-------- PROVIDED TEXT --------
The Neuronal Basis of Mental Flexibility

Humans and animals must constantly adapt to new situations – life without flexibility would be almost inconceivable. In his ERC Consolidator Grant “Flexible Dimensionality of Representational Spaces in Category Learning”, or DimLearn for short, Professor Caspar Schwiedrzik is investigating how this ability emerges in the brain.

The project focuses on so-called categorical learning. This form of learning enables living beings to group different stimuli into categories. Important for this is the prefrontal cortex, which is generally assumed to be the seat of higher cognitive functions. However, recent data suggests that other parts of the brain may also be involved in categorical learning. Caspar Schwiedrzik’s team is investigating this hypothesis. Schwiedrzik is interested in the question of how flexible our thoughts and our perception are and what the neuronal basis for such flexibility is.

The psychologist conducts research with humans, animals and computer models. First, all three learn a visual task. “It’s like when radiologists first have to distinguish benign from malignant tumors on a person’s X-ray image,” Schwiedrzik compares. A new task is then learned based on the same visual information. “For radiologists, for example, this would mean having to examine calcifications instead of tumors,” says the researcher.

Another special feature of this project is the combination of studies on humans and animals and the transfer of data into computer models. In humans, magnetic resonance imaging is used to investigate which areas of the brain are involved in different learning tasks and how flexibly brain activity changes in the course of learning and during new tasks. However, detailed investigations into the activity of individual nerve cells are not possible in humans. This is where laboratory animals come into play. The animals learn the same tasks as the human test subjects, but here the activity of individual nerve cells is also measured using microelectrodes. “This is necessary not only to find out where learning processes take place in the brain, but also to understand which neuronal building blocks have to interact to enable these learning processes,” says Caspar Schwiedrzik. Computer models are then used to link the experimental data with various learning theories and to simulate new data. In this way, a large number of experiments can be carried out on the computer instead of in the laboratory.

The DimLearn project will start in spring 2025 and is being funded with around 2 million euros. It is a collaborative project with the German Primate Center – Leibniz Institute for Primate Research.
-------- DATASET CONTENT --------
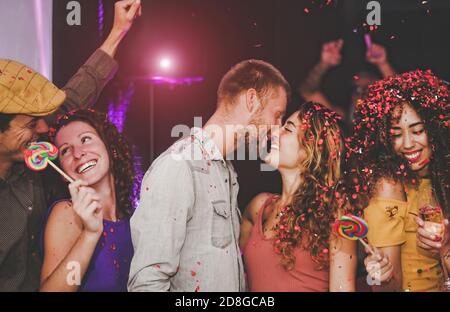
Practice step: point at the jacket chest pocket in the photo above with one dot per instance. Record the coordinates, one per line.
(221, 235)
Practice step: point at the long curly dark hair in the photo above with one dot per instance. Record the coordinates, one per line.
(119, 151)
(370, 155)
(307, 222)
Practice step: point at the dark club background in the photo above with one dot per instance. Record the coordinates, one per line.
(207, 37)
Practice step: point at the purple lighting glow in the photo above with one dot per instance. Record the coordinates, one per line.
(175, 81)
(101, 16)
(40, 35)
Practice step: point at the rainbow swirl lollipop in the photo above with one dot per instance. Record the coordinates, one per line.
(351, 227)
(38, 154)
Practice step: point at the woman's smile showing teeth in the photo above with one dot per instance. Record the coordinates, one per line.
(413, 156)
(86, 166)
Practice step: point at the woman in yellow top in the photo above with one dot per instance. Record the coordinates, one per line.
(398, 163)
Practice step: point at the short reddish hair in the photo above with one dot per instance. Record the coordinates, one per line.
(251, 74)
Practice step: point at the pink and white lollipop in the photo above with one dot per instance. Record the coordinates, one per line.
(40, 154)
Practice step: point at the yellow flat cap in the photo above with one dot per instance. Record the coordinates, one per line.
(25, 91)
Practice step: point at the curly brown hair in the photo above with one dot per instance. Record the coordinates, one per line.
(307, 222)
(370, 155)
(119, 151)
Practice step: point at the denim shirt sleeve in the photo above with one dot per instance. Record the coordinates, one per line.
(85, 87)
(158, 226)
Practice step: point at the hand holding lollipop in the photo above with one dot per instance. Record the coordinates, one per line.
(40, 154)
(353, 228)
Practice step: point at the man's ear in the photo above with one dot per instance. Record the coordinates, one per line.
(252, 101)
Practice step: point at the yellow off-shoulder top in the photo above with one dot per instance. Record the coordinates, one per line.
(391, 223)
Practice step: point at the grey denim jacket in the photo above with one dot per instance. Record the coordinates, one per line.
(185, 231)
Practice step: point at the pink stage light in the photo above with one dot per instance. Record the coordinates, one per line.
(165, 63)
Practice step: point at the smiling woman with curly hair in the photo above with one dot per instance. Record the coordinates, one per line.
(398, 164)
(90, 233)
(286, 239)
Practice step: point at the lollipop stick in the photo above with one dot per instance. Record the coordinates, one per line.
(60, 171)
(368, 247)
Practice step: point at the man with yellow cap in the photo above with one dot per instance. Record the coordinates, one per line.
(28, 101)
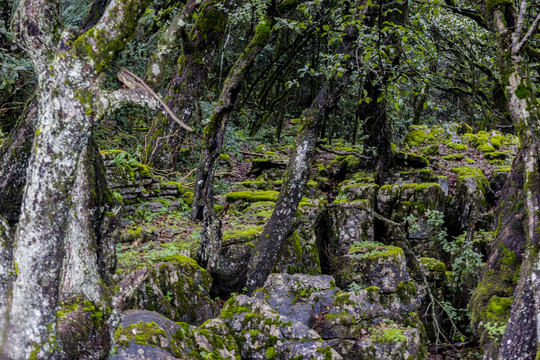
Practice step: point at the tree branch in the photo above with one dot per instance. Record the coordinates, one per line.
(37, 26)
(516, 48)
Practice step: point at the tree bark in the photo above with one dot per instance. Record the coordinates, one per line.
(517, 234)
(280, 225)
(69, 102)
(183, 93)
(203, 207)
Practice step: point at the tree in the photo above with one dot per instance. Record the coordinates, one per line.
(70, 100)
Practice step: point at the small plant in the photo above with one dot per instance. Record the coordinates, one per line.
(354, 287)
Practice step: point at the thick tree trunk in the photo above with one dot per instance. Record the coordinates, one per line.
(280, 225)
(516, 248)
(69, 101)
(203, 207)
(14, 155)
(183, 93)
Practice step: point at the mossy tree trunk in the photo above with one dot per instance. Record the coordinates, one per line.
(69, 101)
(280, 225)
(183, 92)
(516, 248)
(203, 206)
(373, 112)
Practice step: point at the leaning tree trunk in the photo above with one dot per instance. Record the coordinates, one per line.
(185, 89)
(516, 249)
(203, 207)
(69, 101)
(280, 225)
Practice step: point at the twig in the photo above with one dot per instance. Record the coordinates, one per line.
(152, 92)
(342, 153)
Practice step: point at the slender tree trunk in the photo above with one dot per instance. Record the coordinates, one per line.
(185, 89)
(517, 245)
(203, 207)
(69, 101)
(280, 225)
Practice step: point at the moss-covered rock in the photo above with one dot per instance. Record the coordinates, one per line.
(176, 287)
(259, 331)
(349, 223)
(372, 264)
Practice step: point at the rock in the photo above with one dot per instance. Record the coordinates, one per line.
(361, 192)
(371, 264)
(299, 297)
(264, 334)
(177, 288)
(410, 160)
(469, 201)
(384, 343)
(349, 223)
(146, 335)
(268, 165)
(353, 312)
(499, 178)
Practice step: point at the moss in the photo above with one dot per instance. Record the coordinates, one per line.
(455, 146)
(495, 156)
(252, 196)
(486, 148)
(453, 157)
(271, 353)
(389, 335)
(522, 91)
(242, 235)
(433, 265)
(416, 137)
(141, 333)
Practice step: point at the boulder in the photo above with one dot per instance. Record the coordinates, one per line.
(177, 288)
(373, 264)
(349, 223)
(299, 297)
(262, 333)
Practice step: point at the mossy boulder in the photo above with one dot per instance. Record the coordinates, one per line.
(469, 203)
(498, 178)
(372, 264)
(410, 160)
(384, 342)
(263, 333)
(299, 297)
(146, 335)
(365, 191)
(349, 223)
(178, 288)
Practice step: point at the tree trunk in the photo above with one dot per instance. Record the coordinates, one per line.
(280, 225)
(69, 102)
(14, 155)
(517, 245)
(165, 135)
(203, 207)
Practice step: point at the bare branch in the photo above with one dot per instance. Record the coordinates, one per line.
(136, 83)
(532, 29)
(37, 26)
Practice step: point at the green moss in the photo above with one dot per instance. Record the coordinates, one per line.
(243, 234)
(271, 353)
(495, 156)
(453, 157)
(252, 196)
(455, 146)
(486, 148)
(522, 91)
(389, 335)
(433, 265)
(141, 333)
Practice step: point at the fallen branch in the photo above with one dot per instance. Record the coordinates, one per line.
(134, 82)
(342, 153)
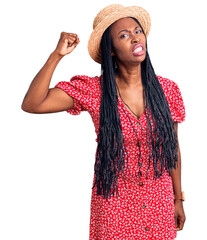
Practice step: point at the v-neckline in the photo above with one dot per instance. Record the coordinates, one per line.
(137, 119)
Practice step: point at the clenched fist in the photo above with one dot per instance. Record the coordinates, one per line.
(67, 43)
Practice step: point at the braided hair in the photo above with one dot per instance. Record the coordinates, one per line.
(111, 150)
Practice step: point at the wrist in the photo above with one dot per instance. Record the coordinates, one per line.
(56, 56)
(179, 197)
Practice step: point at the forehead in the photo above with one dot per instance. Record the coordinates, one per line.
(123, 23)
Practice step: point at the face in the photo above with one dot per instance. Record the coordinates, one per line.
(126, 34)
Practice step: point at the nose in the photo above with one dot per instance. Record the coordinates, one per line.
(135, 38)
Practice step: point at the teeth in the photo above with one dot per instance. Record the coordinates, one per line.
(138, 49)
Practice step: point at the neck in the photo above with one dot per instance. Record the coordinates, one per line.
(129, 76)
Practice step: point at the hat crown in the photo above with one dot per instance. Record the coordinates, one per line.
(105, 12)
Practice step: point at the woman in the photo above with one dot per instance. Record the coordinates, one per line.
(136, 115)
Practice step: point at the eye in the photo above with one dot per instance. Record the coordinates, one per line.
(123, 35)
(138, 31)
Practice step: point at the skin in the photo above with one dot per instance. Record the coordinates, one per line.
(129, 82)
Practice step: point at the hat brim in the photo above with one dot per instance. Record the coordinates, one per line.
(95, 38)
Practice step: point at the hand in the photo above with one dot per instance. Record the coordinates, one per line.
(179, 215)
(67, 43)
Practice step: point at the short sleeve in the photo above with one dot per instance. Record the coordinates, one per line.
(81, 88)
(175, 99)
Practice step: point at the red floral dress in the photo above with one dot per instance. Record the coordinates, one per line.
(145, 208)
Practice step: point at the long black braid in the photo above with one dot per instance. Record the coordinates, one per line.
(161, 135)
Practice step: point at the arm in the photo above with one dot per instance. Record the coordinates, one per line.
(179, 214)
(176, 173)
(39, 98)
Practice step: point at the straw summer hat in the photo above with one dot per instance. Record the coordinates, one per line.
(109, 15)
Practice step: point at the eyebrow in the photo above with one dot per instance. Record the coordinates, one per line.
(124, 30)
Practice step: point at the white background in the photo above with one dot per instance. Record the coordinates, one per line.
(47, 160)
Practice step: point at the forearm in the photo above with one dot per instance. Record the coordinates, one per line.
(176, 178)
(39, 87)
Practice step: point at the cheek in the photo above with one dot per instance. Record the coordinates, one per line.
(122, 50)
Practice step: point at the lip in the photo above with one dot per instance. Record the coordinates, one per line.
(136, 46)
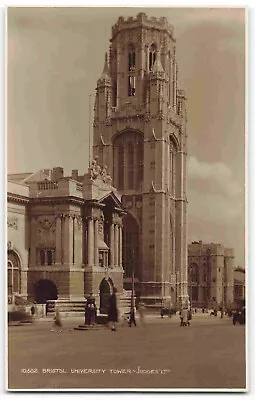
--------
APPLY WHAT YOU READ:
a: Please revise the mental flexibility article's stretch from "Humans and animals must" through "in the brain.", writing "adaptability" in place of "flexibility".
b: According to the mental flexibility article, how much funding is the DimLearn project receiving?
The entries are separate material and are not part of the mental flexibility article.

SOLUTIONS TO THE PROBLEMS:
a:
Humans and animals must constantly adapt to new situations – life without adaptability would be almost inconceivable. In his ERC Consolidator Grant “Flexible Dimensionality of Representational Spaces in Category Learning”, or DimLearn for short, Professor Caspar Schwiedrzik is investigating how this ability emerges in the brain.

b: Around 2 million euros.